Task prompt:
According to the excerpt on COPD screening, what test later confirms COPD in patients with classic symptoms whose spirometry failed to detect it?

Extract provided:
──────────────────────────────

In fact, James F. Donahue, MD, noted he’s more likely to receive a referred patient from a cardiologist than a primary care physician.
“Who would have thought about COPD?” he said. “I think it’s important to remember that we do have some drugs now, for better or worse. But, we need better screening.”
A potentially greater issue may be having a primary care physician suspect COPD, but dismiss it because of a lack of resources. Not all frontline physicians have access to spirometry testing—and even for those who do, not all spirometry criteria entails COPD characteristics. It’s fairly common, Byron Thomashow, MD, said on the same panel, for a patient with classic COPD symptoms to go undetected on a spirometry, then later be confirmed in a CT scan.
“The question really is, ultimately, is spirometry the best answer for this?” Thomashow said. “Or, is it only one piece of a puzzle that ultimately, for us to make a difference, we need to move on from?”
Indeed, data is beginning to buck against the spirometry practice. A meta-analysis assessment from South Korea earlier this year showed 2017 Global Initiative for Chronic Obstructive Lung Disease (GOLD) classification did not show any differences in future exacerbation risk compared previous classifications, aside for FEV1 criteria. They believed the spirometry-achieved metric may not contribute significantly to future COPD exacerbation risk—meaning disease classifications which give it less weight would be more accurate.

──────────────────────────────

Given data:
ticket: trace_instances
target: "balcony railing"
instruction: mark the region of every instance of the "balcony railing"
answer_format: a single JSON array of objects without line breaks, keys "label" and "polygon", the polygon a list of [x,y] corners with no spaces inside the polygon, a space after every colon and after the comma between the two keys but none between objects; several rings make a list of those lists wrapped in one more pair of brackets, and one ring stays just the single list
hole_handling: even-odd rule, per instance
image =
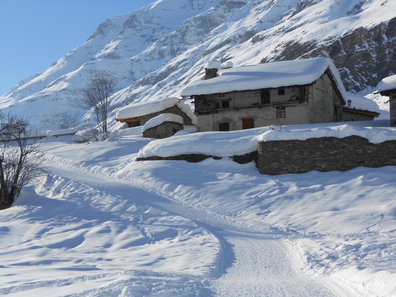
[{"label": "balcony railing", "polygon": [[270,95],[269,102],[268,98],[265,98],[261,96],[235,97],[231,99],[217,99],[214,100],[210,97],[206,99],[196,98],[195,107],[195,110],[199,111],[273,104],[301,99],[299,91],[286,93],[283,95],[277,94]]}]

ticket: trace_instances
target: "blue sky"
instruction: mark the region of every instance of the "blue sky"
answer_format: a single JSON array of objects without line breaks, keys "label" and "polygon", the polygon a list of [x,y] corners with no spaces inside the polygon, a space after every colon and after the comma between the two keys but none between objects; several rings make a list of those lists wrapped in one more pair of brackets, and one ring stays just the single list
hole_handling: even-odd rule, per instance
[{"label": "blue sky", "polygon": [[86,41],[99,24],[154,0],[0,0],[0,95]]}]

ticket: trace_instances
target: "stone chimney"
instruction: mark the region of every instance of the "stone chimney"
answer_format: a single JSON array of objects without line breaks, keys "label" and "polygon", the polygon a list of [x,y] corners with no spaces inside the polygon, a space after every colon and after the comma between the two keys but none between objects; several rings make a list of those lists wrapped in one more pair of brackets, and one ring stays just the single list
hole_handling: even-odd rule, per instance
[{"label": "stone chimney", "polygon": [[217,71],[218,71],[219,69],[217,68],[205,68],[205,80],[208,80],[216,77],[217,76]]},{"label": "stone chimney", "polygon": [[217,71],[221,69],[221,63],[217,60],[212,60],[206,63],[205,67],[205,79],[213,78],[217,76]]}]

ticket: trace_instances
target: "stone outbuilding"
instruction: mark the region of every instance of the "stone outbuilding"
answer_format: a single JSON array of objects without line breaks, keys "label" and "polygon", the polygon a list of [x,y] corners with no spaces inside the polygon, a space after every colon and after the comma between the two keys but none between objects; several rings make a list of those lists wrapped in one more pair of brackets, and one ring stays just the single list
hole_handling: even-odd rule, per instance
[{"label": "stone outbuilding", "polygon": [[190,107],[176,97],[131,103],[117,112],[116,121],[125,123],[130,128],[143,126],[150,119],[164,113],[180,116],[185,125],[197,124],[196,116]]},{"label": "stone outbuilding", "polygon": [[389,97],[390,126],[396,127],[396,74],[383,78],[377,86],[378,93]]},{"label": "stone outbuilding", "polygon": [[183,119],[180,116],[163,113],[146,122],[142,128],[143,137],[162,139],[170,137],[183,129]]},{"label": "stone outbuilding", "polygon": [[345,113],[358,114],[343,110],[347,92],[328,58],[223,69],[215,65],[208,63],[205,76],[181,91],[194,101],[199,131],[342,122]]}]

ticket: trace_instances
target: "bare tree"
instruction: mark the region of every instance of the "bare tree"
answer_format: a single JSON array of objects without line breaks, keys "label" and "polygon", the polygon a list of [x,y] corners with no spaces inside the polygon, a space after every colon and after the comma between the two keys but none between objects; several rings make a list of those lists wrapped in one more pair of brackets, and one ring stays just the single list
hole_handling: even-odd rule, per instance
[{"label": "bare tree", "polygon": [[265,120],[268,122],[268,126],[272,125],[271,122],[275,121],[279,126],[279,129],[282,129],[282,109],[281,106],[272,107],[270,109],[264,109],[262,113],[262,116],[258,117]]},{"label": "bare tree", "polygon": [[107,133],[107,107],[109,97],[117,85],[112,75],[102,72],[92,78],[82,89],[84,100],[81,106],[92,110],[102,134]]},{"label": "bare tree", "polygon": [[22,187],[44,175],[44,153],[23,119],[0,111],[0,204],[11,206]]}]

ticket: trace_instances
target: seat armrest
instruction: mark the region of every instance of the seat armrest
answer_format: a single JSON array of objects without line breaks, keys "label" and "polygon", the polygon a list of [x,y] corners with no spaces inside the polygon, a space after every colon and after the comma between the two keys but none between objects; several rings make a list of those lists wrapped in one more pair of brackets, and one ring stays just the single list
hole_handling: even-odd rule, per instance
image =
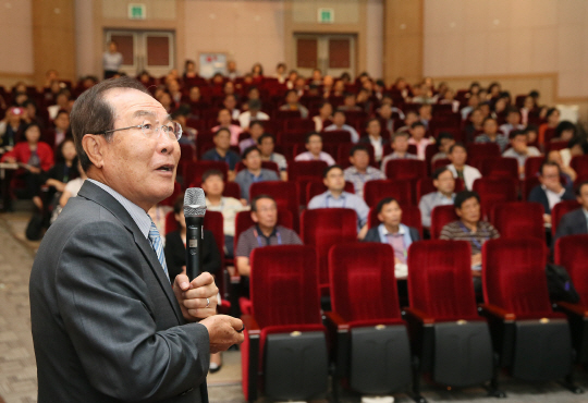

──────────────────────────────

Response:
A CT scan.